## STATED EXERCISE
Keep writing the mailing list post about a PCI driver's memory allocation problem, picking up right after its last sentence.

## READING PASSAGE

* Memory allocation problem
@ 2003-04-30 22:14 anand kumar
2003-04-30 22:28 ` Greg KH
2003-04-30 22:36 ` Dave Hansen
0 siblings, 2 replies; 13+ messages in thread
From: anand kumar @ 2003-04-30 22:14 UTC (permalink / raw)
To: linux-mm; +Cc: kernelnewbies
Hi,
We are developing a PCI driver for a specialized hardware which
needs blocks of physically contiguous memory regions of
32 KB. We need to allocate 514 such blocks for a total of 16 MB
We were using an ioctl implementation in the driver which uses
kmalloc() to allocate the required memory blocks.
kmalloc()(GFP_KERNEL)
fails after allocating some 250 blocks of memory (probably due to
fragmentation).
We then tried using __get_free_pages() and the result was the
same.

## INFORMATION SHOWN
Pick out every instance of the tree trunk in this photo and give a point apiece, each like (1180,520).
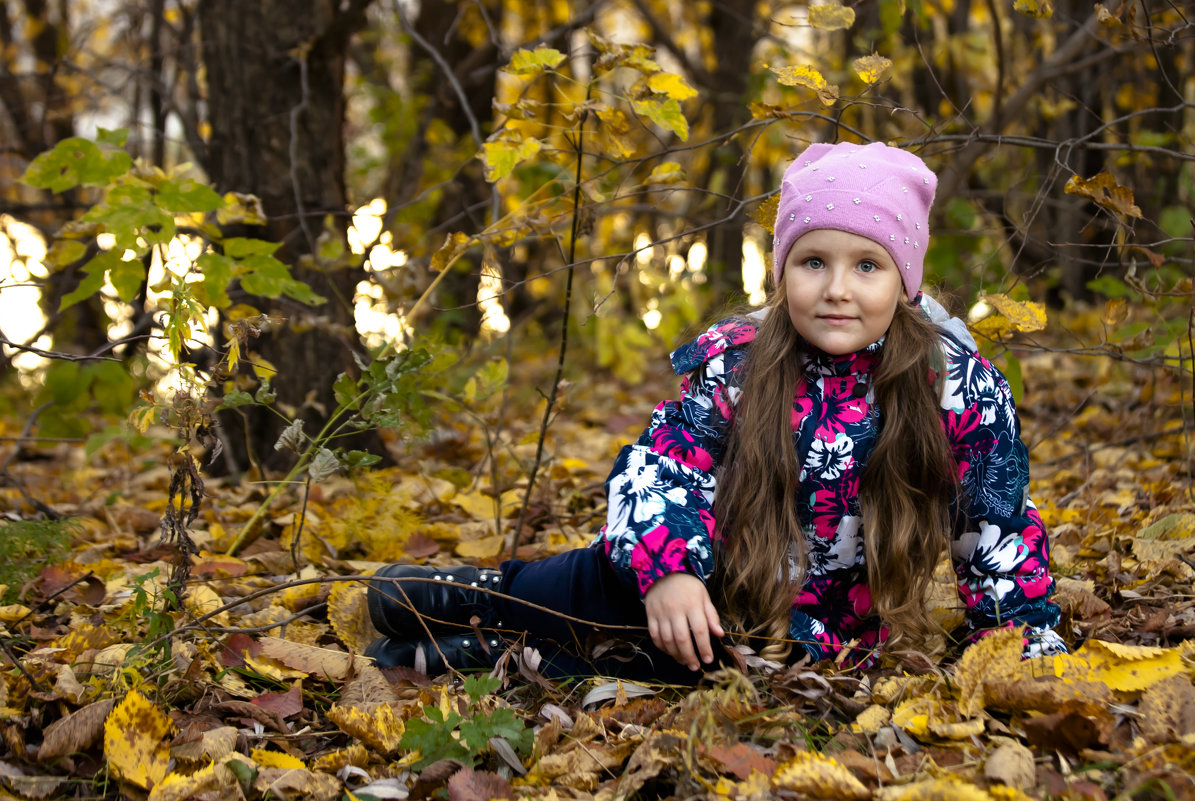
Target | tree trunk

## ANSWER FOR THE TASK
Even though the free pages in zone NORMAL and DMA were 10000 and
1500 respectively.
Are we hitting some limit because of fragmentation and are
not able to allocate 8 contiguous physical pages? We tried moving
the
memory allocation in init_module and made the driver load during
boot
time, during which allocation succeeds.
The kernel version we are using is 2.4.18 (Redhat 8.0) and the
total
amount of memory available in the box is 128MB
Is there any other mechanism to allocate large amount of
physically
contiguous memory blocks during normal run time of the driver? Is
this
being addressed in later kernels.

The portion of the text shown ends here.